→ **所给摘录**
+++
AcWing 883. 高斯消元解线性方程组
原题链接
简单
作者:
我要出去乱说
,
2021-01-21 14:21:20
,
所有人可见
,
阅读 432
#include <iostream>
#include <algorithm>
#include <cmath>
using namespace std;
const int N = 110;
const double eps = 1e-6;
int n;
double a[N][N];
int gauss()
{
int c, r; //r表示当前所在的行数,c表示当前所指向的列数
for (c = 0, r = 0; c < n; c ++ )
{
int t = r; //t代表列最大值所在的行
for (int i = r; i < n; i ++ ) //找到第c列最大系数绝对值
if (fabs(a[i][c]) > fabs(a[t][c]))
t = i;
if (fabs(a[t][c]) < eps) continue; //如果最大值是0,跳过该循环进入下一列循环
for (int i = c; i <= n; i ++ ) swap(a[t][i], a[r][i]); //将最大行与当前行逐个元素进行交换
for (int i = n; i >= c; i -- ) a[r][i] /= a[r][c]; //将当前行c位的值初始化为1,当前行其他元素也要除以这个数
for (int i = r + 1; i < n; i ++ )
if (fabs(a[i][c]) > eps)
for (int j = n; j >= c; j -- )
a[i][j] -= a[r][j] * a[i][c];
r ++ ;
}
if (r < n)
{
for (int i = r; i <= n; i ++ )
+++
→ **所给材料**
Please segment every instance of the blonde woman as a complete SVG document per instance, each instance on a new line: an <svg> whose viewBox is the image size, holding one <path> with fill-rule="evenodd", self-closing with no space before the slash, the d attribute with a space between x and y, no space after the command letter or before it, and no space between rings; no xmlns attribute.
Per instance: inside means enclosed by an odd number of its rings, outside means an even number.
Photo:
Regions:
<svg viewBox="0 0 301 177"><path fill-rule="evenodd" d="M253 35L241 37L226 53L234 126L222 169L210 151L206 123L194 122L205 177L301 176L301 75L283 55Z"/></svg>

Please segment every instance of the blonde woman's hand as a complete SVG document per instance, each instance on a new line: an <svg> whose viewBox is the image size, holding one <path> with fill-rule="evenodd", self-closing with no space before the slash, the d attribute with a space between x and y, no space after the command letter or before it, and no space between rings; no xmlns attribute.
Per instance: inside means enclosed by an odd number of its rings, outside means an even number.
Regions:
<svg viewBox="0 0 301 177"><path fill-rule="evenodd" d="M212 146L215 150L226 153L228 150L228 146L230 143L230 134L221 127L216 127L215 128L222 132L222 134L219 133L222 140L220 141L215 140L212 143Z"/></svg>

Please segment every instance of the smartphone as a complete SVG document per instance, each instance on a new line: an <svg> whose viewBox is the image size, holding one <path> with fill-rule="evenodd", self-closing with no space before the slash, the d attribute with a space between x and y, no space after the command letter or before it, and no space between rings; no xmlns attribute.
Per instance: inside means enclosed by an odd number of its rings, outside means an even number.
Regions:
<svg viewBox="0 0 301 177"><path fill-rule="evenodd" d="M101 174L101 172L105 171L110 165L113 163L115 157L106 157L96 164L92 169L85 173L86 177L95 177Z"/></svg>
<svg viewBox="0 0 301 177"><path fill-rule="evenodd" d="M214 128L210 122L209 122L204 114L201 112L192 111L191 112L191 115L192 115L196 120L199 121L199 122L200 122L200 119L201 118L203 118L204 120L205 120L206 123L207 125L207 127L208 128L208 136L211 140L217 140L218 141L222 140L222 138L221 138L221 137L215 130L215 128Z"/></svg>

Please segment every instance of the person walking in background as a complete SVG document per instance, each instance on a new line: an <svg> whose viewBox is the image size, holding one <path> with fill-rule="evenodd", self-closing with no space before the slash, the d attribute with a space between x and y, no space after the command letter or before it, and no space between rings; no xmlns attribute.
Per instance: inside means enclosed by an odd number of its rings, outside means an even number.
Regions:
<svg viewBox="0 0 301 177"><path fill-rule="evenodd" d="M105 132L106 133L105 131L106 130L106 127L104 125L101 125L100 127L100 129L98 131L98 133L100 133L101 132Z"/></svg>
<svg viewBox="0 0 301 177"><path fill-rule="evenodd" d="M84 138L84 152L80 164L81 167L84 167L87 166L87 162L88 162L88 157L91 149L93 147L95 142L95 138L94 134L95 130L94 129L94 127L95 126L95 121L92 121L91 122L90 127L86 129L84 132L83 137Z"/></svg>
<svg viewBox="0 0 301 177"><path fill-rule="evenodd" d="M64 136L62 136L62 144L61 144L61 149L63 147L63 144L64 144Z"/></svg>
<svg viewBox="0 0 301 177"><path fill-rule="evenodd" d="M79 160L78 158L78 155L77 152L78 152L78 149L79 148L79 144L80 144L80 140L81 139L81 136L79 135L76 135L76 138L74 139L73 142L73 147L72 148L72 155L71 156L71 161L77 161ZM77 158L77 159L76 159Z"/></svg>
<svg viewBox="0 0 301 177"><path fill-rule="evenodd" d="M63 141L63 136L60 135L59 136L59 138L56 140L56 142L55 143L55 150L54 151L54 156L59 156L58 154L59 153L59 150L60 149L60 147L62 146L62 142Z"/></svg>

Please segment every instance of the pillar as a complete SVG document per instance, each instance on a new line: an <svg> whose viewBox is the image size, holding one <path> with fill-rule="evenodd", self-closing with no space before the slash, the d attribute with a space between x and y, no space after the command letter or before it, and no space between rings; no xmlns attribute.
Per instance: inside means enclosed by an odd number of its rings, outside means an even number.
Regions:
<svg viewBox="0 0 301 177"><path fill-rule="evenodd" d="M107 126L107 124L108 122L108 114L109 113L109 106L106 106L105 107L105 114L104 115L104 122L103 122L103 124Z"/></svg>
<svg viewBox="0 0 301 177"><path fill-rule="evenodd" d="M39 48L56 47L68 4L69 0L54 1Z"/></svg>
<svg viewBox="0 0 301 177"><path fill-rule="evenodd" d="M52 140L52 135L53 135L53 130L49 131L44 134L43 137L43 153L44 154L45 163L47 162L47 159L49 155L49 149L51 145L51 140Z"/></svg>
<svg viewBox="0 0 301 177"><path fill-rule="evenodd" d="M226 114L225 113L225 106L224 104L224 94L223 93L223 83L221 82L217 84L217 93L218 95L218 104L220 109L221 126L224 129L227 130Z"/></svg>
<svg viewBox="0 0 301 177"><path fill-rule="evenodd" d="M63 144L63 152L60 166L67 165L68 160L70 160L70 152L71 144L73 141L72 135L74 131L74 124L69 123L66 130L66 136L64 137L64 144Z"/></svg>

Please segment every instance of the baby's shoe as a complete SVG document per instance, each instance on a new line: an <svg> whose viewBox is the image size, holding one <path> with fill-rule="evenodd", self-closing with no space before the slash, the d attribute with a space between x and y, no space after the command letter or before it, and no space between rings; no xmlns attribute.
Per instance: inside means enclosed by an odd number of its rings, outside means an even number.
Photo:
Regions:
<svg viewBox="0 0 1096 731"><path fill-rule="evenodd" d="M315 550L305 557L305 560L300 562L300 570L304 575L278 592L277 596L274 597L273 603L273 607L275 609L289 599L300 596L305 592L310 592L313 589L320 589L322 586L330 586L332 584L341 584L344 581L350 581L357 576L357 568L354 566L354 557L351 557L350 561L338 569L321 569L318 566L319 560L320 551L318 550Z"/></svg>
+++
→ **简短任务**
请接着上面高斯消元解线性方程组的代码最后一行往下写。

→ **书面回答**
if (fabs(a[i][n] > eps)) //即出现0 == 非零的情况
return 2; //无解
return 1; //有无穷多解
}
for (int i = n - 1; i >= 0; i -- ) //此处i = n - 1或i = n - 2都是对的
for (int j = i + 1; j < n; j ++ )
a[i][n] -= a[i][j] * a[j][n]; //a[j][n]就是xj的值
return 0; //有唯一解
}
int main()
{
cin >> n;
for (int i = 0; i < n; i ++ )
for (int j = 0; j < n + 1; j ++ )
cin >> a[i][j];
int t = gauss();
if (t == 0)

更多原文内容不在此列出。